ПОСТАНОВКА ЗАДАЧИ: Перечислите все строки записей ниже, в которых встречается слово "backrest". Каждую строку перепишите целиком.

"""

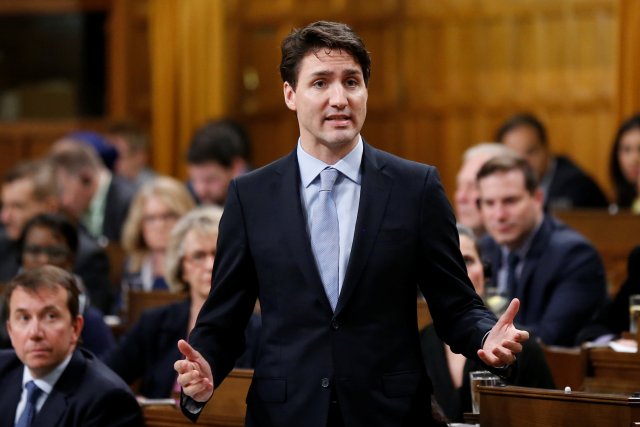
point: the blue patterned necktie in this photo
(512, 275)
(325, 236)
(29, 413)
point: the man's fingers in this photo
(187, 351)
(510, 314)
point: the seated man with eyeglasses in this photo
(51, 239)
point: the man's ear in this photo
(289, 96)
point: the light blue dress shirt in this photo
(46, 384)
(346, 193)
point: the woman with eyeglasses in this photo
(51, 239)
(148, 351)
(154, 211)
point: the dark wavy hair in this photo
(626, 192)
(316, 36)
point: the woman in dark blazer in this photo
(148, 351)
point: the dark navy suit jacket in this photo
(562, 283)
(367, 353)
(87, 394)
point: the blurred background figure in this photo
(466, 195)
(157, 206)
(624, 165)
(563, 183)
(51, 239)
(148, 351)
(132, 144)
(219, 151)
(28, 190)
(89, 192)
(449, 371)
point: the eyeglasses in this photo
(200, 258)
(53, 253)
(157, 218)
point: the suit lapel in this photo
(11, 393)
(56, 404)
(374, 196)
(289, 203)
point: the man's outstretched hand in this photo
(504, 340)
(194, 373)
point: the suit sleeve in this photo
(219, 333)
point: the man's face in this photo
(466, 196)
(210, 181)
(41, 329)
(330, 101)
(77, 191)
(509, 211)
(524, 141)
(19, 206)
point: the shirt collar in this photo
(349, 165)
(47, 382)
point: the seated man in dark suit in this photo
(46, 380)
(554, 271)
(28, 190)
(563, 183)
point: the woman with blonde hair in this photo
(154, 211)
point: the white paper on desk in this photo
(143, 401)
(628, 346)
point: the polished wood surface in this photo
(529, 407)
(613, 235)
(226, 409)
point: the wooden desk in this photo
(531, 407)
(227, 409)
(612, 372)
(613, 235)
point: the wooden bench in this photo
(532, 407)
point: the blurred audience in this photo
(132, 145)
(156, 208)
(51, 239)
(449, 371)
(466, 195)
(89, 192)
(148, 351)
(564, 185)
(624, 166)
(613, 318)
(28, 190)
(219, 151)
(554, 271)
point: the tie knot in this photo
(328, 178)
(33, 392)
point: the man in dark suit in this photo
(89, 192)
(554, 271)
(28, 190)
(339, 340)
(563, 183)
(46, 381)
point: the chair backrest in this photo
(141, 300)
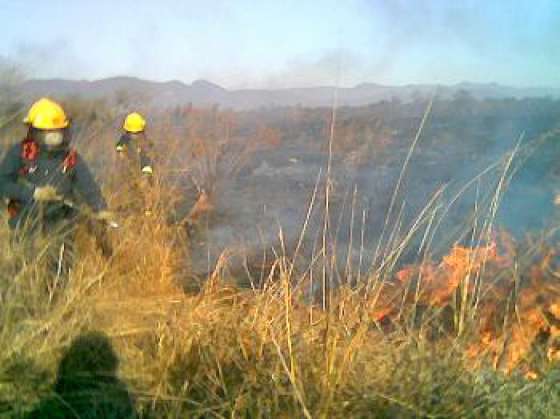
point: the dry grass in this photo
(384, 349)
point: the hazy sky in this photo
(247, 43)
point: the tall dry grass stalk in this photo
(381, 348)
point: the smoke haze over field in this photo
(287, 44)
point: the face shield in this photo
(51, 139)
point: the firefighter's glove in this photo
(46, 194)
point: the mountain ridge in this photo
(205, 93)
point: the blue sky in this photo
(243, 43)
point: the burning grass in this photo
(473, 334)
(226, 351)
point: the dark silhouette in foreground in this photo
(86, 384)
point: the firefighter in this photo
(134, 152)
(45, 182)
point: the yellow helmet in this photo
(46, 114)
(134, 122)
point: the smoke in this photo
(342, 67)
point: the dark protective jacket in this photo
(137, 150)
(26, 166)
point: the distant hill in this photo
(204, 93)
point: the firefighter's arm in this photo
(87, 188)
(120, 147)
(10, 188)
(146, 153)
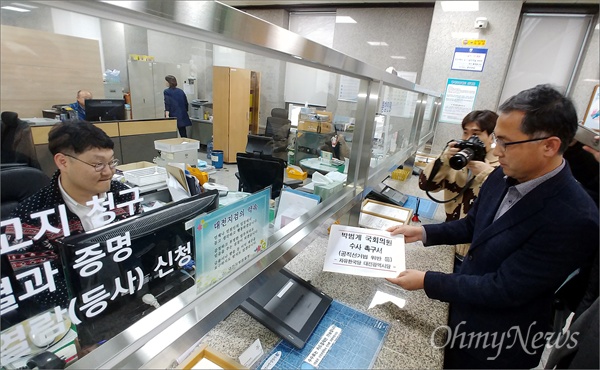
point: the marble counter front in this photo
(408, 344)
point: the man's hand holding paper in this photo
(364, 252)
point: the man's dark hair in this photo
(171, 80)
(486, 119)
(77, 137)
(547, 113)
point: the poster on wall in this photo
(592, 113)
(459, 99)
(469, 59)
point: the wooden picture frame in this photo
(591, 117)
(204, 352)
(380, 215)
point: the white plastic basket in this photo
(146, 176)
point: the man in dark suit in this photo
(531, 227)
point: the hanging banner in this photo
(459, 99)
(469, 59)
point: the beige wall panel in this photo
(131, 128)
(40, 69)
(28, 108)
(30, 47)
(111, 129)
(40, 134)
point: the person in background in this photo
(459, 191)
(176, 105)
(85, 159)
(79, 105)
(532, 226)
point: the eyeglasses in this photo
(98, 167)
(503, 144)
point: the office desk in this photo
(407, 344)
(315, 164)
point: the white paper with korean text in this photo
(364, 252)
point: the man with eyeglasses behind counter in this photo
(82, 196)
(530, 228)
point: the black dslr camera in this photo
(472, 149)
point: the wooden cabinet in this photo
(236, 100)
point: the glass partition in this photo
(356, 135)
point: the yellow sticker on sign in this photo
(473, 42)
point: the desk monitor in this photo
(289, 306)
(104, 110)
(262, 145)
(159, 267)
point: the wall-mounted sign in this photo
(229, 237)
(469, 59)
(467, 42)
(459, 99)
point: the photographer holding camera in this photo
(462, 167)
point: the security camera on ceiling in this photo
(481, 22)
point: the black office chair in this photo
(258, 168)
(17, 141)
(278, 128)
(18, 182)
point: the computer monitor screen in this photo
(260, 145)
(122, 272)
(289, 306)
(104, 110)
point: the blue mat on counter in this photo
(356, 347)
(427, 207)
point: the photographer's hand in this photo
(477, 167)
(450, 151)
(411, 233)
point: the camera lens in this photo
(460, 159)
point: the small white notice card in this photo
(364, 252)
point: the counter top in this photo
(411, 327)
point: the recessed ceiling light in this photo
(460, 6)
(377, 43)
(344, 19)
(25, 6)
(14, 8)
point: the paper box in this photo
(325, 116)
(327, 190)
(184, 156)
(135, 166)
(176, 145)
(315, 126)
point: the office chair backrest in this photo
(256, 173)
(278, 127)
(19, 182)
(17, 141)
(259, 145)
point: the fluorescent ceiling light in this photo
(465, 35)
(460, 6)
(344, 19)
(14, 8)
(25, 6)
(377, 43)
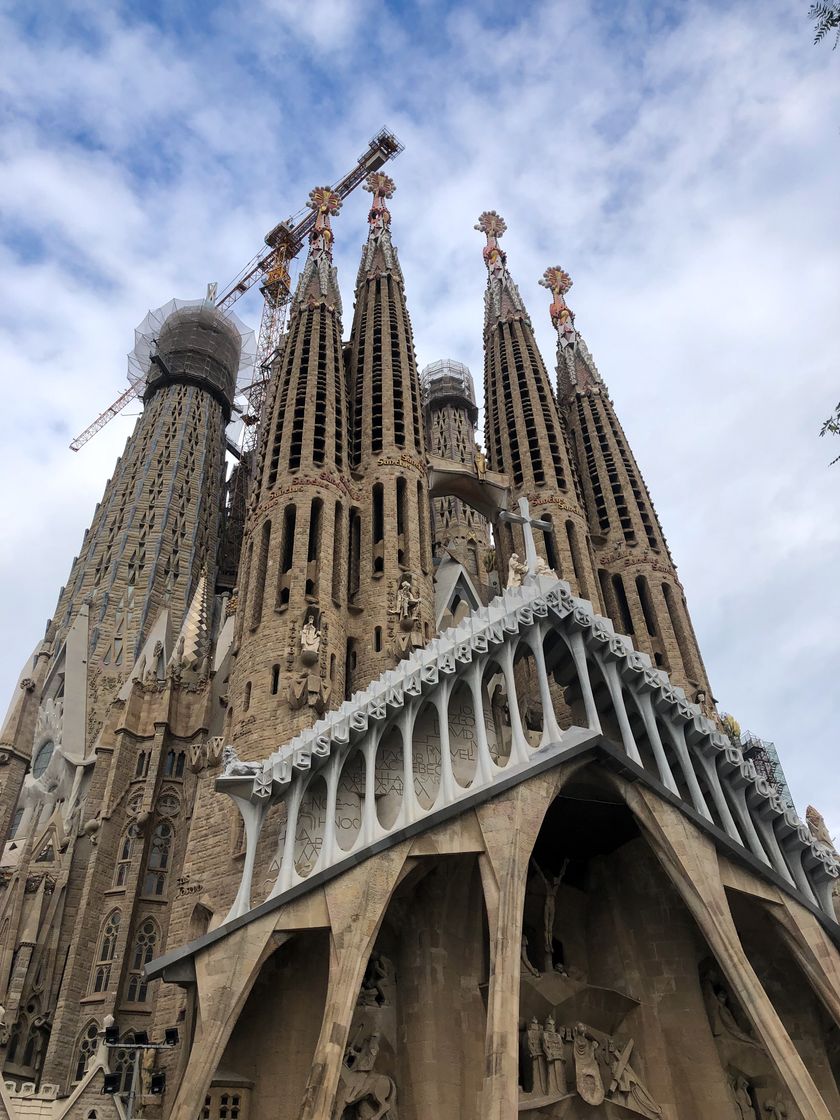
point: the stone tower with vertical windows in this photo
(451, 413)
(390, 534)
(638, 585)
(104, 738)
(361, 831)
(524, 434)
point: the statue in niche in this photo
(625, 1086)
(364, 1094)
(535, 1056)
(308, 689)
(516, 570)
(743, 1097)
(541, 568)
(234, 767)
(525, 959)
(776, 1109)
(721, 1016)
(548, 916)
(378, 982)
(309, 638)
(588, 1080)
(552, 1047)
(408, 605)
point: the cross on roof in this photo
(529, 524)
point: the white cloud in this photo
(680, 161)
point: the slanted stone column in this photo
(691, 862)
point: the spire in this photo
(575, 365)
(502, 300)
(379, 255)
(193, 644)
(524, 435)
(318, 282)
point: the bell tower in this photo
(390, 590)
(636, 575)
(524, 432)
(291, 618)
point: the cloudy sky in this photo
(680, 160)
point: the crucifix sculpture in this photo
(528, 526)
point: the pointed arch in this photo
(85, 1048)
(145, 946)
(109, 934)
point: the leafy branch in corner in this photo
(832, 425)
(827, 18)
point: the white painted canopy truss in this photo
(459, 716)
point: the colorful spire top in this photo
(493, 225)
(382, 187)
(324, 201)
(559, 282)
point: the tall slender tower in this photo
(524, 432)
(291, 617)
(120, 697)
(636, 574)
(157, 525)
(390, 568)
(450, 412)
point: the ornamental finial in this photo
(493, 225)
(381, 186)
(324, 201)
(558, 282)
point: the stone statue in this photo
(525, 960)
(516, 570)
(378, 982)
(724, 1024)
(625, 1088)
(776, 1109)
(361, 1086)
(548, 914)
(408, 605)
(541, 568)
(819, 830)
(537, 1056)
(743, 1097)
(234, 767)
(588, 1080)
(309, 641)
(552, 1047)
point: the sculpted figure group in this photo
(602, 1069)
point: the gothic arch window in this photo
(146, 941)
(127, 851)
(105, 953)
(42, 759)
(157, 866)
(86, 1050)
(122, 1062)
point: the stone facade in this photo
(370, 846)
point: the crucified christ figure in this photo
(549, 910)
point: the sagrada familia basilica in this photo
(383, 778)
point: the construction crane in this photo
(271, 271)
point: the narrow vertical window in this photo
(283, 581)
(337, 552)
(259, 586)
(378, 529)
(314, 548)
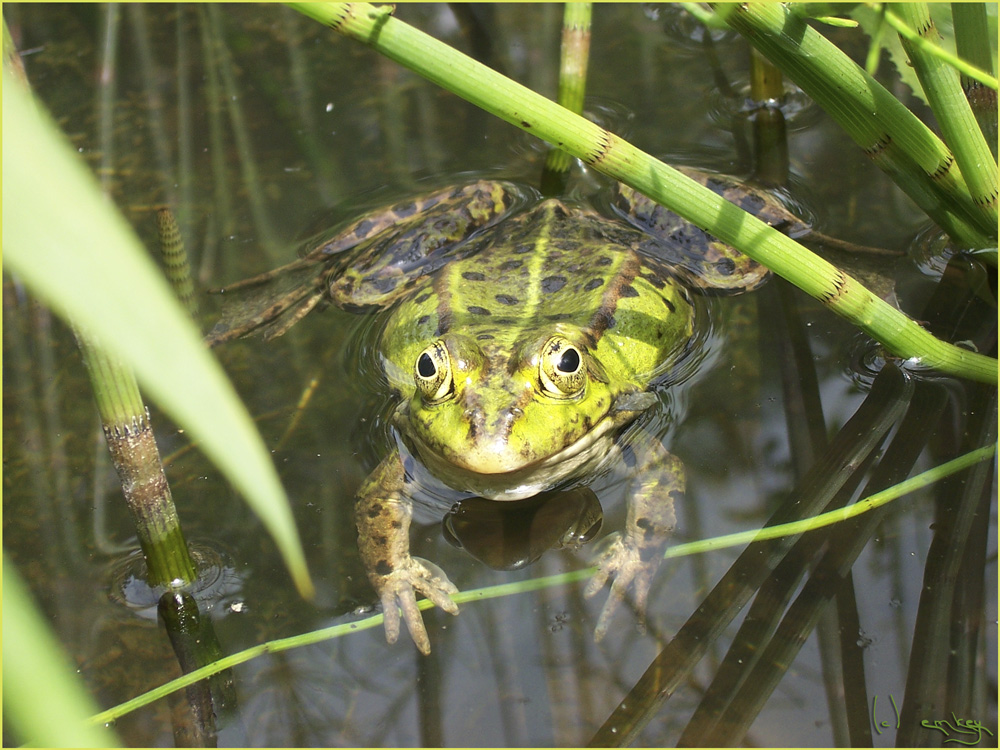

"""

ОТВЕТ:
point: the chair backrest in this photo
point: the office chair backrest in this photo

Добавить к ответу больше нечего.